**Exercise instructions**
Arrange the rows below as a Markdown table with two columns, Number and Line, giving each line its own table row and skipping blank lines. Omit the pictures from the table.

>> begin

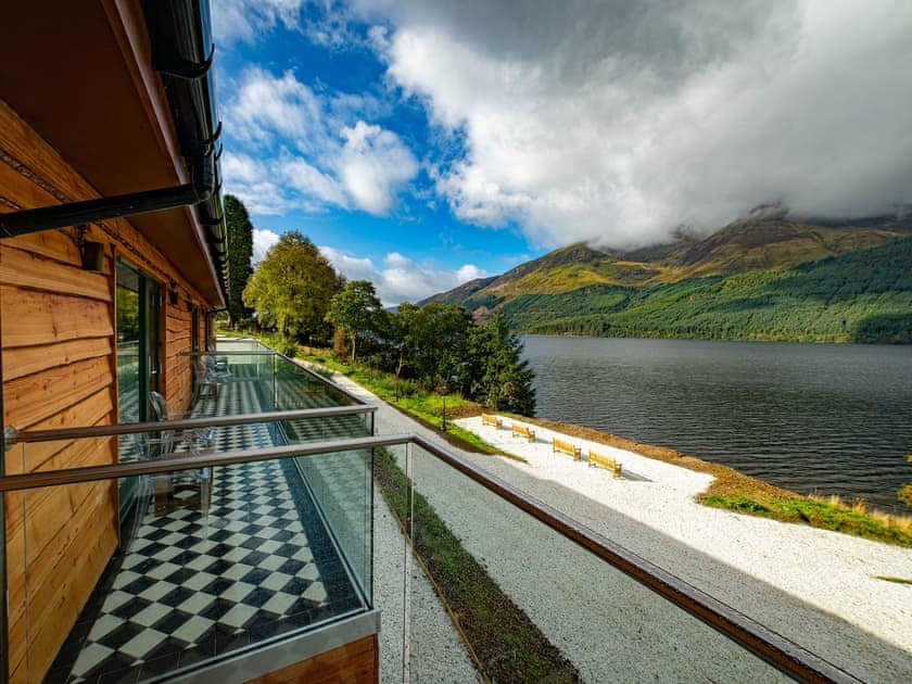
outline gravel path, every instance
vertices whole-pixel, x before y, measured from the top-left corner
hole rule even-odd
[[[402,682],[405,537],[373,487],[373,603],[380,615],[380,681]],[[476,682],[478,675],[449,616],[413,562],[411,680]]]
[[[433,433],[370,393],[379,434]],[[630,478],[459,421],[528,464],[459,452],[474,465],[791,638],[859,679],[912,681],[912,552],[700,506],[710,476],[613,452]],[[505,425],[509,426],[509,419]],[[547,443],[541,441],[547,439]],[[569,438],[570,439],[570,438]],[[570,439],[587,452],[584,440]],[[587,681],[770,680],[765,666],[479,485],[418,454],[416,486],[489,573]],[[380,543],[378,542],[378,546]],[[446,679],[446,677],[444,677]],[[452,680],[457,681],[457,680]]]

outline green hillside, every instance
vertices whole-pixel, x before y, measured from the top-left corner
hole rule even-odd
[[[466,304],[499,306],[529,333],[910,343],[912,238],[780,270]]]
[[[427,302],[530,333],[912,342],[912,217],[789,219],[761,207],[699,239],[571,244]]]

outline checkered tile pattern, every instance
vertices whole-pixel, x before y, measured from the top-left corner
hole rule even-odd
[[[241,375],[193,415],[254,413],[267,401],[271,384]],[[296,421],[287,432],[294,442],[341,439],[363,434],[358,426],[343,417]],[[215,451],[268,447],[276,436],[263,423],[220,428]],[[340,487],[347,477],[339,469]],[[197,507],[156,517],[143,505],[47,681],[144,681],[362,607],[292,463],[218,468],[212,491],[207,527]],[[356,507],[364,516],[364,503]]]
[[[49,681],[141,681],[359,608],[294,477],[218,469],[208,530],[190,508],[147,514]]]

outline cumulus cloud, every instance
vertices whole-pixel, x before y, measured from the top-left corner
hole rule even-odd
[[[256,214],[337,206],[388,215],[418,173],[396,134],[357,116],[378,111],[370,96],[316,93],[291,71],[258,67],[231,91],[226,129],[241,144],[226,153],[226,189]]]
[[[253,257],[251,258],[251,263],[256,266],[259,262],[263,261],[263,257],[266,256],[266,252],[269,251],[276,242],[279,241],[279,233],[269,230],[268,228],[254,228],[253,229]]]
[[[781,202],[912,204],[912,3],[353,0],[465,150],[436,191],[535,242],[632,246]]]
[[[370,258],[354,256],[331,246],[319,249],[350,280],[370,280],[384,306],[418,302],[486,275],[473,264],[465,264],[455,270],[438,269],[418,264],[398,252],[390,252],[381,264],[375,264]]]
[[[304,0],[214,0],[213,31],[226,42],[255,42],[278,25],[299,29]]]

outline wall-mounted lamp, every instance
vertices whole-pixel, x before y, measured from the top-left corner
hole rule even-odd
[[[89,231],[86,226],[79,226],[77,230],[76,246],[79,248],[83,270],[102,273],[104,270],[104,242],[86,240],[86,233]]]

>> end

**Worked solution**
| Number | Line |
|---|---|
| 1 | outline gravel path, every instance |
| 2 | vertices whole-pixel, x before y, measured from the top-left corner |
| 3 | hole rule even-odd |
| 4 | [[[402,682],[405,537],[373,487],[373,603],[380,615],[380,681]],[[476,682],[478,675],[449,616],[413,562],[411,680]]] |
| 5 | [[[433,433],[370,393],[379,434]],[[630,478],[459,421],[528,464],[459,452],[474,465],[791,638],[859,679],[912,681],[912,552],[700,506],[710,476],[613,452]],[[505,425],[509,426],[509,419]],[[547,443],[541,441],[547,439]],[[569,438],[570,439],[570,438]],[[570,439],[587,452],[584,440]],[[587,681],[770,680],[765,666],[479,485],[418,454],[416,486],[489,573]],[[380,543],[378,542],[378,546]],[[446,679],[446,677],[444,677]],[[452,680],[457,681],[457,680]]] |
| 6 | outline green hillside, every instance |
| 7 | vertices whole-pixel, x before y, measured from the top-left corner |
| 8 | hole rule even-odd |
| 9 | [[[466,304],[499,306],[529,333],[910,343],[912,238],[780,270]]] |
| 10 | [[[427,302],[530,333],[912,342],[912,217],[789,219],[761,207],[699,239],[571,244]]] |
| 11 | outline checkered tile pattern, every instance |
| 12 | vertices whole-pixel, x before y, measured from the top-left corner |
| 13 | hole rule even-odd |
| 14 | [[[241,375],[193,415],[254,413],[267,401],[271,384]],[[296,421],[287,432],[294,442],[341,439],[363,434],[358,426],[343,417]],[[215,451],[268,447],[276,436],[263,423],[220,428]],[[340,487],[347,477],[339,469]],[[197,507],[156,517],[143,505],[47,681],[144,681],[362,607],[292,463],[218,468],[212,491],[207,527]],[[356,507],[364,516],[364,503]]] |
| 15 | [[[49,681],[141,681],[359,608],[294,477],[218,469],[208,530],[190,508],[147,514]]] |
| 16 | outline cumulus cloud, every instance |
| 17 | vertices whole-pixel, x before y, measured from the top-left corner |
| 18 | hole rule even-odd |
| 19 | [[[256,214],[337,206],[388,215],[418,173],[396,134],[357,116],[378,111],[370,96],[316,93],[291,71],[258,67],[231,91],[226,129],[241,144],[226,153],[226,189]]] |
| 20 | [[[253,257],[251,258],[251,263],[256,266],[259,262],[263,261],[263,257],[266,256],[266,252],[269,251],[276,242],[279,241],[279,233],[269,230],[268,228],[254,228],[253,229]]] |
| 21 | [[[781,202],[912,204],[912,3],[353,0],[465,150],[436,191],[535,242],[632,246]]] |
| 22 | [[[370,258],[354,256],[331,246],[319,249],[350,280],[370,280],[384,306],[418,302],[486,275],[473,264],[465,264],[455,270],[438,269],[418,264],[398,252],[390,252],[381,264],[375,264]]] |
| 23 | [[[304,0],[214,0],[213,31],[226,42],[255,42],[278,25],[299,29]]] |
| 24 | outline wall-mounted lamp, every instance |
| 25 | vertices whole-pixel, x before y, measured from the top-left corner |
| 26 | hole rule even-odd |
| 27 | [[[89,231],[86,226],[79,226],[77,230],[76,246],[79,248],[83,270],[102,273],[104,270],[104,242],[86,240],[86,233]]] |